◆ **PETUNJUK LATIHAN**:
- 1) Apa terjemahan bahasa Inggris dari kalimat dalam notebook Spooky Books yang diawali "Notebook ini memperbaiki pipeline asli dengan:", termasuk keempat butir bernomor yang melengkapinya?
- 2) Tuliskan kelanjutan notebook Spooky Books setelah baris terakhir yang ditampilkan.

◆ **TEKS SUMBER**:
# Spooky Books Author Prediction - Version 3

Notebook ini memperbaiki pipeline asli dengan:
1. Peningkatan preprocessing TF-IDF
2. Tuning hyperparameter Logistic Regression
3. Penambahan fitur metadata teks
4. Evaluasi cross-validation log-loss

## 1. Import Libraries

In [1]:
import pandas as pd
import numpy as np
from sklearn.feature_extraction.text import TfidfVectorizer
from sklearn.linear_model import LogisticRegression
from sklearn.model_selection import StratifiedKFold, cross_val_score
from scipy.sparse import hstack

## 2. Load Data

In [2]:
train = pd.read_csv('./train/train.csv')
test  = pd.read_csv('./test/test.csv')
print('Train:', train.shape, 'Test:', test.shape)

Train: (19579, 3) Test: (8392, 2)


## 3. Feature Engineering & TF-IDF

In [3]:
# Metadata features: length, word count, uppercase ratio
def extract_meta(texts):
    lengths = [len(t) for t in texts]
    words = [len(t.split()) for t in texts]
    uppers = [sum(c.isupper() for c in t)/len(t) for t in texts]
    return np.vstack([lengths, words, uppers]).T

meta_train = extract_meta(train['text'])
meta_test = extract_meta(test['text'])

# TF-IDF dengan parameter ditingkatkan
vectorizer = TfidfVectorizer(
    max_features=10000,
    ngram_range=(1,2),
    stop_words='english',
    min_df=3,
    max_df=0.9
)
X_tfidf = vectorizer.fit_transform(train['text'])
X_test_tfidf = vectorizer.transform(test['text'])

# Gabungkan TF-IDF dan metadata
X_train_full = hstack([X_tfidf, meta_train])
X_test_full = hstack([X_test_tfidf, meta_test])

◆ **BARIS DATA**:
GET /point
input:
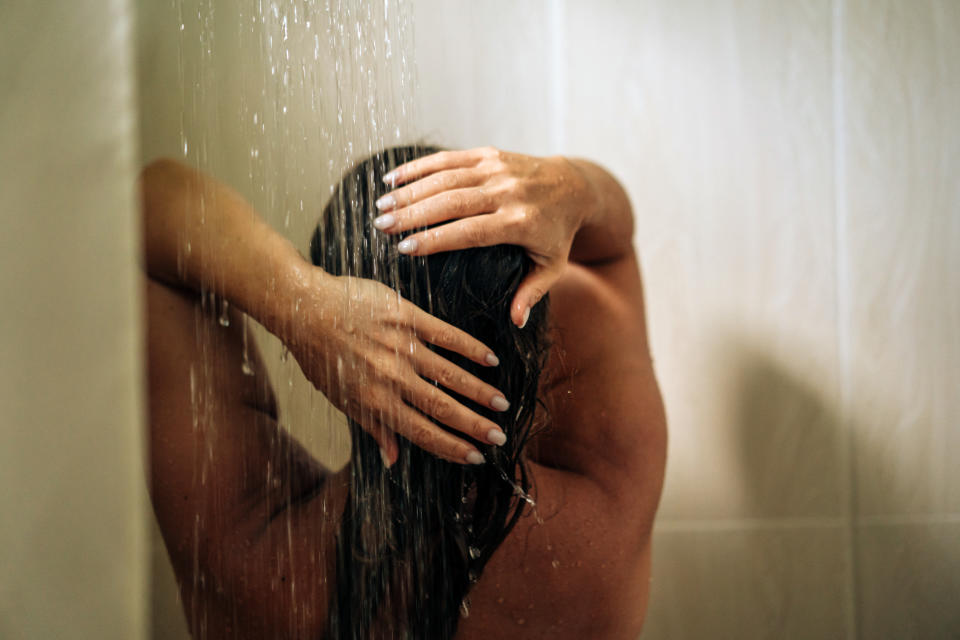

◆ **JAWABAN TUGAS**:
- 1)
This notebook improves the original pipeline with:
1. Improved TF-IDF preprocessing
2. Logistic Regression hyperparameter tuning
3. Addition of text metadata features
4. Cross-validation log-loss evaluation

- 2)
## 4. Cross-Validation Log-loss

In [4]:
# Model dengan class_weight untuk menangani ketidakseimbangan
grid = LogisticRegression(
    multi_class='multinomial',
    solver='saga',
    C=1.0,
    max_iter=1000,
    class_weight='balanced',
    random_state=42
)

cv = StratifiedKFold(n_splits=5, shuffle=True, random_state=42)
scores = cross_val_score(grid, X_train_full, train['author'],
                         cv=cv, scoring='neg_log_loss', n_jobs=-1)
print('CV Log-loss:', -scores.mean(), '±', scores.std())

CV Log-loss: 1.099856573416362 ± 0.00041719144257379594


## 5. Train Final Model & Predict

In [5]:
# Latih pada seluruh data
final_model = LogisticRegression(
    multi_class='multinomial',
    solver='saga',
    C=1.0,
    max_iter=1000,
    class_weight='balanced',
    random_state=42
)
final_model.fit(X_train_full, train['author'])

# Prediksi probabilitas
y_pred = final_model.predict_proba(X_test_full)
submission = pd.DataFrame(y_pred, columns=final_model.classes_)
submission.insert(0, 'id', test['id'])
submission = submission[['id', 'EAP', 'HPL', 'MWS']]
submission.to_csv('./sample_submission/submission_v3.csv', index=False)
submission.head()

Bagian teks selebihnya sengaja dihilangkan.